=== Exercise goal ===
List every line of the records below that contains the word "glass", copying each line in full.

=== Data provided ===
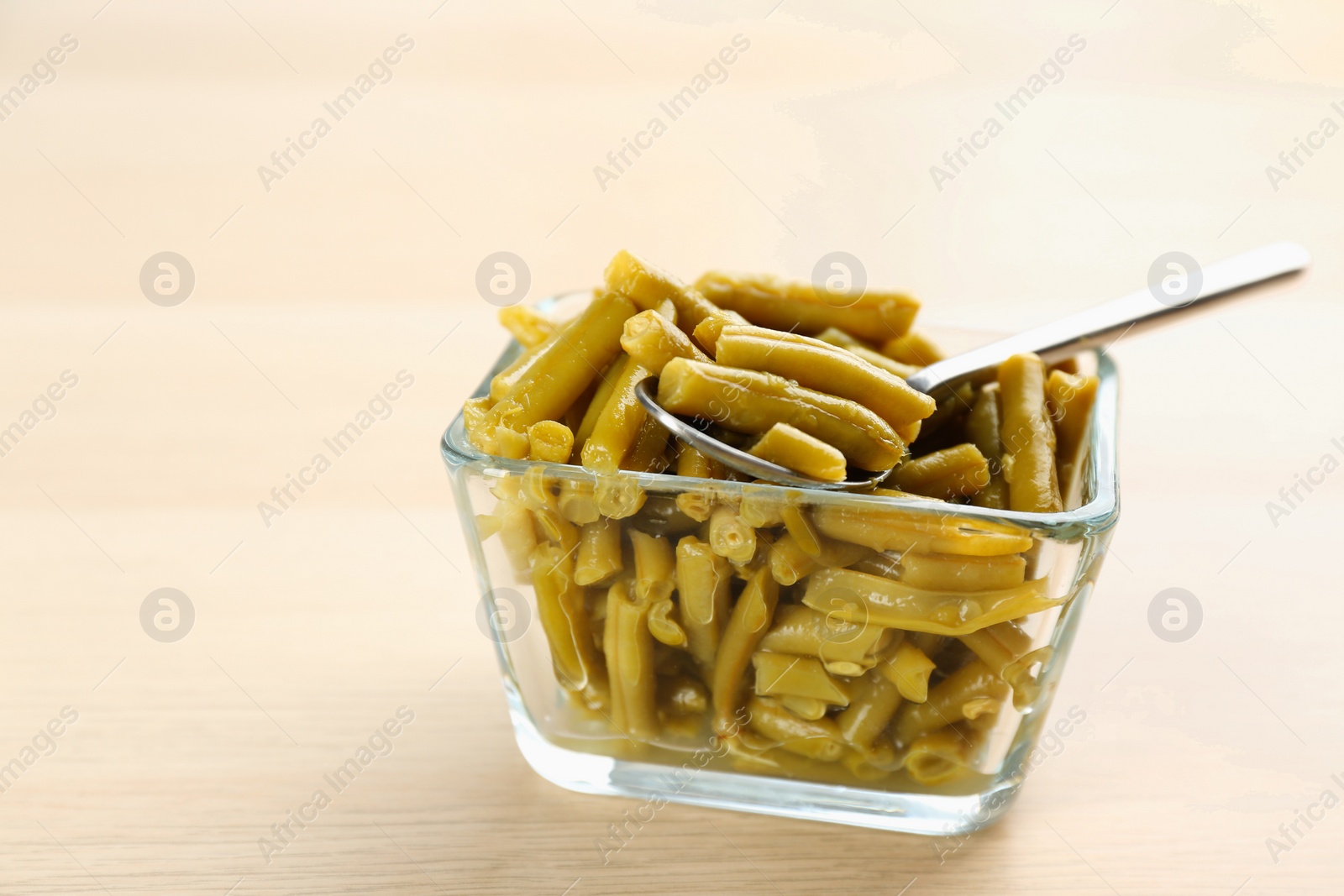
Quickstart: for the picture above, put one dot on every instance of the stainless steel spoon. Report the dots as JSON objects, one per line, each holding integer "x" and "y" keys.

* * *

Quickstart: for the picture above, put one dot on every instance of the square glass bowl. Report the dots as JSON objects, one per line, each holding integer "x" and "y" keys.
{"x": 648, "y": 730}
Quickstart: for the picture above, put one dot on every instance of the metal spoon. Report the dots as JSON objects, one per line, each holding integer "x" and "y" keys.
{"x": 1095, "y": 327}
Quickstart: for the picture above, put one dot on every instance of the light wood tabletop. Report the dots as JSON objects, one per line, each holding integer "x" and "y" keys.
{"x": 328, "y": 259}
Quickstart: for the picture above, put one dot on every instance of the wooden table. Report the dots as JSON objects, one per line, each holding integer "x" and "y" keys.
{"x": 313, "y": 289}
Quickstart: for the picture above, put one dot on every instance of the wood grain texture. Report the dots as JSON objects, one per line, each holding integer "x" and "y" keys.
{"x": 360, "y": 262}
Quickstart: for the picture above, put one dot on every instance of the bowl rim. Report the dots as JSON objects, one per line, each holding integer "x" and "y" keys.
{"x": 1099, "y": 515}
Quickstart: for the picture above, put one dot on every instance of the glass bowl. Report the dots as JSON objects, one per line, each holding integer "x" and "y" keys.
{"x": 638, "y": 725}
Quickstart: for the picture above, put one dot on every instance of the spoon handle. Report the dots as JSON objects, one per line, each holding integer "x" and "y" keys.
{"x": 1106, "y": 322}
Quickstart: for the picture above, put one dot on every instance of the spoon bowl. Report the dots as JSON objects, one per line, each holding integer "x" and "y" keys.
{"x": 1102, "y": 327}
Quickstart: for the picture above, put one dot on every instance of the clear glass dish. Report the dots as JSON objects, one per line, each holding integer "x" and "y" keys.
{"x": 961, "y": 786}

==

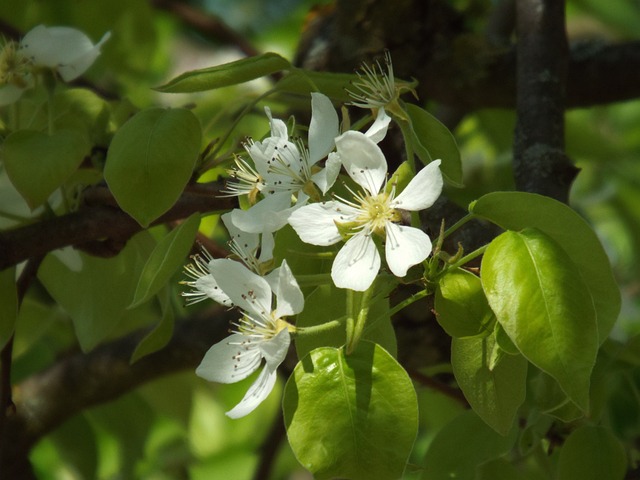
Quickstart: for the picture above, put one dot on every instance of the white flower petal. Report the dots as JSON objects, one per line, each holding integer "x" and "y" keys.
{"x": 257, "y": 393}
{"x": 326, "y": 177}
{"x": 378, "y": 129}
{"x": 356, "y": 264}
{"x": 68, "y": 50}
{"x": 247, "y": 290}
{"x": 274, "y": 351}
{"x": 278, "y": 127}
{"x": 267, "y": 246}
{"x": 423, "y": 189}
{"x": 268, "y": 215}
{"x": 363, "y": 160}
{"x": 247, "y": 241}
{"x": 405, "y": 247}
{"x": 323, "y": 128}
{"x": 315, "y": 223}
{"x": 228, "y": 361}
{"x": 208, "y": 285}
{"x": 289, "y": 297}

=== Task result ===
Quickstart: for the picture above, put one dot on every instance of the square glass bowl. Report the dots as JSON objects, one per line, each holding integer "x" and "y" keys.
Quickstart: for the picture above, put one dot on every instance of the glass bowl. Report the dots as JSON objects, one per line, each holding integer "x" and "y" keys.
Quickstart: for the picture above, put one dot on every instance of the clear glass dish. Report the dots as JSON objects, one per line, each holding integer "x" and "y" keys.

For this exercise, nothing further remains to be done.